Work to do: Copy the rows below verbatim, starting with the line that contains "Field-scouting task: mark every instance of the red" and ending with the line that contains "point(580, 105)", including both of those lines.

Data for processing:
───
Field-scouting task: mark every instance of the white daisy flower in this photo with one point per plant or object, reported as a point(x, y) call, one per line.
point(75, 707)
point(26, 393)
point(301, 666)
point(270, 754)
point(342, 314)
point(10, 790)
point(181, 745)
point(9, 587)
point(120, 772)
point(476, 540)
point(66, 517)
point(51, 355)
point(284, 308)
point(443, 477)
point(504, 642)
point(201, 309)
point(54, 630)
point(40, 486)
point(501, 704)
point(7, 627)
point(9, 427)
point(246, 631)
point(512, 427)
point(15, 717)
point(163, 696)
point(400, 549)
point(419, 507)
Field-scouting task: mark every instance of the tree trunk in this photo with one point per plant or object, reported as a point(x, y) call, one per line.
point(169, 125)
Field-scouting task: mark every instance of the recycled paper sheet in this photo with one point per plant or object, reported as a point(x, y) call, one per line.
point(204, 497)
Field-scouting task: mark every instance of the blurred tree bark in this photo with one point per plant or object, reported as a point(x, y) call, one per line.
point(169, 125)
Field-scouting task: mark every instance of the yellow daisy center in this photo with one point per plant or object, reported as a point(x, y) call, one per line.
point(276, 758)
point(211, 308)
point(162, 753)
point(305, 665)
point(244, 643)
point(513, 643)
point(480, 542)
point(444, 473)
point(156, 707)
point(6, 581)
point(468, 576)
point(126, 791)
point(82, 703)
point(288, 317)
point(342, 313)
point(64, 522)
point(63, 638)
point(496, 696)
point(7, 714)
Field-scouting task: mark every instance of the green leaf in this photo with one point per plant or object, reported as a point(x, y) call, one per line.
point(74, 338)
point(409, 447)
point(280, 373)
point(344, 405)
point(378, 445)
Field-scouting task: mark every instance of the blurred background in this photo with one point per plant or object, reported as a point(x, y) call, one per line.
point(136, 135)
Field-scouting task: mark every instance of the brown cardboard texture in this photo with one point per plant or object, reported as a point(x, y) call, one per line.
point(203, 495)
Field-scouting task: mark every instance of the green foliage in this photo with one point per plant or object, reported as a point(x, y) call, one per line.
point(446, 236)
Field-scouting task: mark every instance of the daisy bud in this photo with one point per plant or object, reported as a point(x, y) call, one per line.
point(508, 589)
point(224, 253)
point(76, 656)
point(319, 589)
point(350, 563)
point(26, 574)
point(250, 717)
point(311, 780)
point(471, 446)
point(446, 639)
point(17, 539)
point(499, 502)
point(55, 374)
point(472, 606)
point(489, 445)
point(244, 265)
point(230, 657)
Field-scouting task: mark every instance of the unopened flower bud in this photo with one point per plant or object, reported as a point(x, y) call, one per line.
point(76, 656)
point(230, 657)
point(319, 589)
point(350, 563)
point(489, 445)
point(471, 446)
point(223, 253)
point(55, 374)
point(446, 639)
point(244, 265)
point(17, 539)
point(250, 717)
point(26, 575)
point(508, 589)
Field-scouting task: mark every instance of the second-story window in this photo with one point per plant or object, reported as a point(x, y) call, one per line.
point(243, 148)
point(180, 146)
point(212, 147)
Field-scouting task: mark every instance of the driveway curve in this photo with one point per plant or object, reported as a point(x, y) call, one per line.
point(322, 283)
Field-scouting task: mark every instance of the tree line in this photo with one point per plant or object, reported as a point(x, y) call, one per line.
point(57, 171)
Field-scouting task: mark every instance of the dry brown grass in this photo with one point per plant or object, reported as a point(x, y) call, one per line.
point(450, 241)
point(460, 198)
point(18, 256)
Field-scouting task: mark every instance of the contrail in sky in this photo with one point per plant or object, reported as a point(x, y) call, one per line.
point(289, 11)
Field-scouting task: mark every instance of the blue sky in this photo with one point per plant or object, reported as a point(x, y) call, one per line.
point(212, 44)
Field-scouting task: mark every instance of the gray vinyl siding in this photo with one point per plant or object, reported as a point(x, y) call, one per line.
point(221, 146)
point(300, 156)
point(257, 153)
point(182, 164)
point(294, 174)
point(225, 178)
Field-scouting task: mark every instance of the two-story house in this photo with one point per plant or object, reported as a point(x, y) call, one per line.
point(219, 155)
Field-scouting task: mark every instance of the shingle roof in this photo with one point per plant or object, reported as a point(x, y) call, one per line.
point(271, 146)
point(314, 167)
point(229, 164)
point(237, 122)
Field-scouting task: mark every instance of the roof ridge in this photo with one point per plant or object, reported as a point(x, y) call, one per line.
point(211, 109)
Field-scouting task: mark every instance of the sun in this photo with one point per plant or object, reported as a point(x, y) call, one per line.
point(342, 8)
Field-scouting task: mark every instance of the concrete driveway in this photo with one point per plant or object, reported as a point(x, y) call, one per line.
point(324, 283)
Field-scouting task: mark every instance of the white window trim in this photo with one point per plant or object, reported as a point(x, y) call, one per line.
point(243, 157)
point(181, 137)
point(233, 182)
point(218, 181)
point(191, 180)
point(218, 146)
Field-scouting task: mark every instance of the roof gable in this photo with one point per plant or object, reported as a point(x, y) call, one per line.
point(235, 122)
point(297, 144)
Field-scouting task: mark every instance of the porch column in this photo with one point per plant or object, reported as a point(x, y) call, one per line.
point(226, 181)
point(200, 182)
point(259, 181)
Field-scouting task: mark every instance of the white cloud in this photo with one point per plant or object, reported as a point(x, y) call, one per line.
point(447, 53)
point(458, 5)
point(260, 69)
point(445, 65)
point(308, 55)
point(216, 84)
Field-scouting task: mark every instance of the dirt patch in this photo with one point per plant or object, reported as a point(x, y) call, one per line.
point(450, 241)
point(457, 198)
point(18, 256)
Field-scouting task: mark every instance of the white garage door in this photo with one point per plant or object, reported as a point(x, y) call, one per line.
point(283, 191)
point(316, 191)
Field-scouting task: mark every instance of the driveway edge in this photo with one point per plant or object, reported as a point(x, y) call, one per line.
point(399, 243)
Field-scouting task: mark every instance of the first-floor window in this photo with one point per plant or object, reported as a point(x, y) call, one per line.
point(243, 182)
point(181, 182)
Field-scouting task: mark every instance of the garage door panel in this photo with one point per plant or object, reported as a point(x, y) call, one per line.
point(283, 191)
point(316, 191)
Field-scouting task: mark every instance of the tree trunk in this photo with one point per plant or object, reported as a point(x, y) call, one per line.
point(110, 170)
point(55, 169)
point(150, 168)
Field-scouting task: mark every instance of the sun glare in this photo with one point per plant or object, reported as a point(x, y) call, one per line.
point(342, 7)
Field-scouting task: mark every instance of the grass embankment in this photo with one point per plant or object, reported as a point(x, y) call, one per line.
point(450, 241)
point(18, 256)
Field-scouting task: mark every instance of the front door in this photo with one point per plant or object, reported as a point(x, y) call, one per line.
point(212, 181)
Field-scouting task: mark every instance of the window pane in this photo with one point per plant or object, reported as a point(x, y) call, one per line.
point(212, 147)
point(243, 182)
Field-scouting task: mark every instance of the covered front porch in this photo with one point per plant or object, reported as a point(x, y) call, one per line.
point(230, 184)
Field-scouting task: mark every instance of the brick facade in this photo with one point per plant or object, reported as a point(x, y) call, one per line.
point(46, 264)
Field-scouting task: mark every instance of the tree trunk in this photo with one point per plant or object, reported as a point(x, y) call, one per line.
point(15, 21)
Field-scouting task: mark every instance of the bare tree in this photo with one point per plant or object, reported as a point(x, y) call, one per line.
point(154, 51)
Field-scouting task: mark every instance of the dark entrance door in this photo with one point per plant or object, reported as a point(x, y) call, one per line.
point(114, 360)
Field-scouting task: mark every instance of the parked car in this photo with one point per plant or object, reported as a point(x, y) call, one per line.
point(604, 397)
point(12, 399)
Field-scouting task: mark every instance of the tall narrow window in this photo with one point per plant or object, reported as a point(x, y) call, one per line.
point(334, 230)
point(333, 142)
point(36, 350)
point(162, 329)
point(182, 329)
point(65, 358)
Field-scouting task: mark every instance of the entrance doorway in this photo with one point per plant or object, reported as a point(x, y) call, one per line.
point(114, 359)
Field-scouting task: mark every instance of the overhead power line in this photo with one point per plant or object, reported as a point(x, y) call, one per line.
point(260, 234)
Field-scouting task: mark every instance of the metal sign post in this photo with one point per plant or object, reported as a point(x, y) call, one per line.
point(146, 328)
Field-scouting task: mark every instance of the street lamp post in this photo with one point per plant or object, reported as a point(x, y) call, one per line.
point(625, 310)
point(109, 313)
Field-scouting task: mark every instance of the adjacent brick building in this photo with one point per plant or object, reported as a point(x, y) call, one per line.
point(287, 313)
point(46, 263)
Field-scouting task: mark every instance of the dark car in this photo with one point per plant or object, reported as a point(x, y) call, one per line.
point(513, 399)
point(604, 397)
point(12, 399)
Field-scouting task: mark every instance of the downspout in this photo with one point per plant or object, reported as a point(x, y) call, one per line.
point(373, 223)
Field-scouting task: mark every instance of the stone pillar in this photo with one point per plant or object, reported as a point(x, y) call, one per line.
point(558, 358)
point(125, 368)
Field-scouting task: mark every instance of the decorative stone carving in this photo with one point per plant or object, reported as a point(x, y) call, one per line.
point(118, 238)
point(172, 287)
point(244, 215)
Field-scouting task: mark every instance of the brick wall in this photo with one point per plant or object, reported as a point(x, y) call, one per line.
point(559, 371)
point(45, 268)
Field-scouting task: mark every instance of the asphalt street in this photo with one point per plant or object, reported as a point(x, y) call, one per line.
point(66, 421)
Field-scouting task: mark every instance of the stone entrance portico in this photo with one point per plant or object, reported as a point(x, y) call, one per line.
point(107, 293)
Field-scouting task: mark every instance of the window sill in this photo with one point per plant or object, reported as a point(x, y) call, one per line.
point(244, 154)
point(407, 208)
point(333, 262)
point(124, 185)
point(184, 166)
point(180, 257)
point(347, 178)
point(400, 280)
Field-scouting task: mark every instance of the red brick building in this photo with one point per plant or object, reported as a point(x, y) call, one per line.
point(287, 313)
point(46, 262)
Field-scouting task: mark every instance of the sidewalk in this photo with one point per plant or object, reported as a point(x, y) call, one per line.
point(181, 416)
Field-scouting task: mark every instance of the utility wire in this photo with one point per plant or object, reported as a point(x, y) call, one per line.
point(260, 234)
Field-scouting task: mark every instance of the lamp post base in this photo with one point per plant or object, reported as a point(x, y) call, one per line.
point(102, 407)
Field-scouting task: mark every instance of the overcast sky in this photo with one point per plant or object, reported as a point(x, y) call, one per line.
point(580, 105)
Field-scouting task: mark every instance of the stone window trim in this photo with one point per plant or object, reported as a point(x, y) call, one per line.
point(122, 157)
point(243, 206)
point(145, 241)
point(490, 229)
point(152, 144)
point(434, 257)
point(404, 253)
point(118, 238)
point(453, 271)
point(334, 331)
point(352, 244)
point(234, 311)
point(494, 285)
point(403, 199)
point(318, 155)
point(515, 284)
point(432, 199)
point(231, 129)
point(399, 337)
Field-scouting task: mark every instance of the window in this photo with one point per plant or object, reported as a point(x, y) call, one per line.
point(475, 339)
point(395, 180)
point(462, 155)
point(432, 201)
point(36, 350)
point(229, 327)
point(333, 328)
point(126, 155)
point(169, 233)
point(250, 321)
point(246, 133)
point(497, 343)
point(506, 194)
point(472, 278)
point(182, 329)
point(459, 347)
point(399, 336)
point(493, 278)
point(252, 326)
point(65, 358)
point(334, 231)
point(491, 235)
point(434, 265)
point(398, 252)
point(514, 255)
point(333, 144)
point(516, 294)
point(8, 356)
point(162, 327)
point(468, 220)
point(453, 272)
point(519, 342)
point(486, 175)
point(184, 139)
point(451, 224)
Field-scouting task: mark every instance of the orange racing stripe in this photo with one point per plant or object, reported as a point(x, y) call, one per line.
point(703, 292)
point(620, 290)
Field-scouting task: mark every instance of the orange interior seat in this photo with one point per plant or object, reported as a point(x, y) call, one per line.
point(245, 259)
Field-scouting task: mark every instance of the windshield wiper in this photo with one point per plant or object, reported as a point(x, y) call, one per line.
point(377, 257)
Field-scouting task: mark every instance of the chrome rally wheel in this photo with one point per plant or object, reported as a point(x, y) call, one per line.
───
Solution to the exercise:
Field-scouting task: mark every instance of the red brick building in this photo with one point per plant or object, reported as a point(x, y) call, one per line.
point(287, 313)
point(46, 262)
Field-scouting task: mark every instance of the sidewalk in this photo with one point per plant or object, reported as a point(x, y) call, one per line.
point(181, 416)
Field-scouting task: mark every instance of the utility wire in this photo with one point per plant or object, reported as a point(x, y) call, one per line.
point(260, 234)
Field-scouting task: mark every instance of the lamp post base in this photo with one point per plant or object, reported as a point(x, y) call, one per line.
point(102, 407)
Field-scouting task: mark every instance of the overcast sky in this photo with one point per plant or object, reported as a point(x, y) call, one per line.
point(580, 105)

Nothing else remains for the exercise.